**** WORKING DATA
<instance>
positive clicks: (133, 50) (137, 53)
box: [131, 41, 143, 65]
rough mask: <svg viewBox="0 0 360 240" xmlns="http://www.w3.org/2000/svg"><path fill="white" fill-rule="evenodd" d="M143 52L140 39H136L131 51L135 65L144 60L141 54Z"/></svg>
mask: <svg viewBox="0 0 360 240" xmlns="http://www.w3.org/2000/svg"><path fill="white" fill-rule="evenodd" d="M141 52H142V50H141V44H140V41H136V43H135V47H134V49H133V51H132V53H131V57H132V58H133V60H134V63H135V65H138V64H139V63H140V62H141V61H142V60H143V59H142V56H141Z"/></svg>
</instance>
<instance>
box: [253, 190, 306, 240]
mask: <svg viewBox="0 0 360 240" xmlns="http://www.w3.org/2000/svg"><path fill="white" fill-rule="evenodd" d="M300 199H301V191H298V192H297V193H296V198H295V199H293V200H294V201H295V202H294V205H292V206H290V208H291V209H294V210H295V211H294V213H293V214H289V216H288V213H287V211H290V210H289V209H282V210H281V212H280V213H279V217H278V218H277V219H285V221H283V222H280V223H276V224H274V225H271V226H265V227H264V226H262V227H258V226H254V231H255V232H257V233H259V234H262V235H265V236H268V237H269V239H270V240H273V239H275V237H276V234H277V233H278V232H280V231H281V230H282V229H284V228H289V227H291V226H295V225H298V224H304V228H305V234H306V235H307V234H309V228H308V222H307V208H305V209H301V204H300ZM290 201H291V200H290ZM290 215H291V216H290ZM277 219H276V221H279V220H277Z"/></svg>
********
_PROBLEM REQUIREMENTS_
Can you write out the whole listing above again, swapping "positive clicks" for "foreground clicks" and leaving everything else unchanged?

_EXERCISE ANSWER_
<instance>
foreground clicks: (133, 50) (137, 53)
box: [131, 41, 143, 65]
rough mask: <svg viewBox="0 0 360 240" xmlns="http://www.w3.org/2000/svg"><path fill="white" fill-rule="evenodd" d="M143 52L140 39H136L131 51L135 65L144 60L141 54Z"/></svg>
mask: <svg viewBox="0 0 360 240" xmlns="http://www.w3.org/2000/svg"><path fill="white" fill-rule="evenodd" d="M141 52H142V50H141V44H140V41H136V43H135V47H134V49H133V51H132V53H131V57H132V58H133V60H134V63H135V65H138V64H139V63H140V62H141V61H142V60H143V59H142V56H141Z"/></svg>
</instance>
<instance>
box: [253, 190, 306, 240]
mask: <svg viewBox="0 0 360 240" xmlns="http://www.w3.org/2000/svg"><path fill="white" fill-rule="evenodd" d="M300 199H301V191H298V192H297V193H296V198H295V199H293V200H294V201H295V202H294V205H292V206H290V208H291V209H294V210H295V211H294V213H293V214H289V216H288V213H287V211H290V210H289V209H282V210H281V212H280V213H279V217H278V218H277V219H285V221H283V222H280V223H276V224H274V225H271V226H265V227H264V226H262V227H258V226H254V231H255V232H257V233H259V234H262V235H265V236H268V237H269V239H270V240H273V239H275V237H276V234H277V233H278V232H280V231H281V230H282V229H284V228H289V227H291V226H295V225H298V224H304V228H305V234H306V235H307V234H309V228H308V222H307V208H305V209H301V204H300ZM290 201H291V200H290ZM290 215H291V216H290ZM277 219H276V221H279V220H277Z"/></svg>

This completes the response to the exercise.